Can you reproduce every line of the material below word for word, leaving the picture out of your answer?
** begin INFORMATION SUPPLIED **
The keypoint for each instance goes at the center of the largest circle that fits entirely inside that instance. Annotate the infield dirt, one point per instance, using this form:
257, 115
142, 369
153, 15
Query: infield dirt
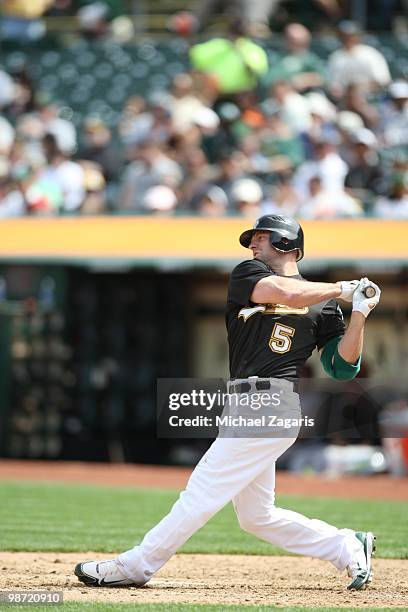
** end INFORMATION SUPPLIED **
FULL SOLUTION:
The keypoint for each instance goes at the center of the largest circle that fits entirely inside that instance. Annotate the infield dirt, one point per instance, using this form:
257, 115
142, 369
153, 15
Query: infield dirt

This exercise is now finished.